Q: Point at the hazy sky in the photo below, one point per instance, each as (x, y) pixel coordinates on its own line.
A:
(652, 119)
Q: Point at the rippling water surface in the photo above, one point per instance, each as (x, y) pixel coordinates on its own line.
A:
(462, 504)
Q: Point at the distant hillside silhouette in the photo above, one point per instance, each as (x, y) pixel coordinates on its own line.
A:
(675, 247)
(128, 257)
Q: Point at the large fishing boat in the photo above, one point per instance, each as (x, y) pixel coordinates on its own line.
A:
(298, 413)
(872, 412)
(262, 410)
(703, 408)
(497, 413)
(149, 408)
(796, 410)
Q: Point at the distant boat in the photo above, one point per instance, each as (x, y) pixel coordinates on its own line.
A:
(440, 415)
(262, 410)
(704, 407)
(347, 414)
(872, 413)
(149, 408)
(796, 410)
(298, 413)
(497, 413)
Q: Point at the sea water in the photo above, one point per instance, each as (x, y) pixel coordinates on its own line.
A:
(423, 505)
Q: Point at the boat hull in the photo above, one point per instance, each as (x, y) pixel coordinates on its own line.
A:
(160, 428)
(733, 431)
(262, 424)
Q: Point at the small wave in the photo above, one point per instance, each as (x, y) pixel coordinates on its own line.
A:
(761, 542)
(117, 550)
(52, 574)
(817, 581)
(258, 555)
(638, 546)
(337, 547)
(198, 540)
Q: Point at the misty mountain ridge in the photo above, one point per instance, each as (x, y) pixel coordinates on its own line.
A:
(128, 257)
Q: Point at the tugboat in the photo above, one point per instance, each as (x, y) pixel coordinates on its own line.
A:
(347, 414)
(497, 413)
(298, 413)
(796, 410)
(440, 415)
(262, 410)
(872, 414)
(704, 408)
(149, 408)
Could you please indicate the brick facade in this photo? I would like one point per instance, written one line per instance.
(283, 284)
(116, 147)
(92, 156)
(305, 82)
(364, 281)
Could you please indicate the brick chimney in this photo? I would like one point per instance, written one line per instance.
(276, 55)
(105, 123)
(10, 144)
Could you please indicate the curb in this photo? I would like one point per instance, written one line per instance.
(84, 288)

To do: Could you reproduce every record above exactly as it appears?

Solution to this problem:
Q: Point at the hazy sky in the photo below, one point per instance, each as (x, y) pixel coordinates on its own line.
A:
(652, 119)
Q: Point at the rippling water surface in the photo above, one point per instance, each as (x, y) pixel coordinates on its own line.
A:
(462, 504)
Q: Point at the distant hillside silhouette in the photo above, one point per instance, each as (x, y) pixel coordinates on its own line.
A:
(675, 247)
(128, 257)
Q: Point at the large fishing boat in the photo above, one point per instance, each as (x, y) pixel coordinates on its own line.
A:
(298, 413)
(872, 412)
(262, 410)
(703, 408)
(497, 413)
(149, 408)
(796, 410)
Q: Point at the distant boat in the photo above, one point per instance, each as (x, y) pixel coordinates on its own line.
A:
(440, 415)
(262, 410)
(704, 407)
(347, 414)
(872, 413)
(149, 408)
(796, 410)
(298, 413)
(497, 413)
Q: Point at the sea water in the photo above, one point per instance, each as (x, y) pixel coordinates on its own line.
A:
(423, 505)
Q: Point at the boat hull in the photo above, one point per instance, each as (x, y) pixel coordinates on its own line.
A:
(160, 428)
(733, 431)
(262, 424)
Q: Point at the small wave in the photo above, one point per instance, each as (x, y) pixel coordinates on its own line.
A:
(761, 542)
(117, 550)
(52, 574)
(817, 581)
(258, 555)
(638, 546)
(337, 547)
(198, 540)
Q: Point at the misty mountain ridge in the photo above, one point per instance, each as (x, y) pixel coordinates on its own line.
A:
(128, 257)
Q: Point at the tugboat in the photo above, one point per instance, each as (x, y) pixel coordinates on its own line.
A:
(347, 414)
(497, 413)
(298, 413)
(796, 410)
(440, 415)
(262, 410)
(872, 414)
(704, 408)
(149, 408)
Could you please indicate the brick facade in this photo? I would like one point per instance, written one line per instance.
(283, 284)
(116, 147)
(92, 156)
(305, 82)
(364, 281)
Could you please indicate the brick chimney in this photo? I would like one point per instance, written one line per instance.
(276, 55)
(105, 123)
(10, 144)
Could you please indicate the curb in this photo? I would like one point per instance, written one line per instance.
(84, 288)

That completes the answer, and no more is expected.